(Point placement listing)
-- -- --
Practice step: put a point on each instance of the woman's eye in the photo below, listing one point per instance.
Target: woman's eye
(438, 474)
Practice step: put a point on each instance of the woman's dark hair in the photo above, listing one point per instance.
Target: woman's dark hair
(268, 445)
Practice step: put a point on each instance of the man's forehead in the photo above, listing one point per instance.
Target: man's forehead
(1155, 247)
-- -- --
Objective: Write out the entire listing above again, every line included, with 93 subtracted from each coordinate given in the answers.

Solution to the exercise:
Practice step: put a point on each instance of the woman's eye in the photo below, listing one point per instance.
Target: woman's eye
(345, 381)
Practice step: put a point on each instance of the woman's dark hair in the photo above, listing one point per instance.
Target: woman's dark hair
(175, 352)
Practice step: put a point on each instance of the man's forehead in the photo above, listing one point per instance.
Target: man's forehead
(1062, 154)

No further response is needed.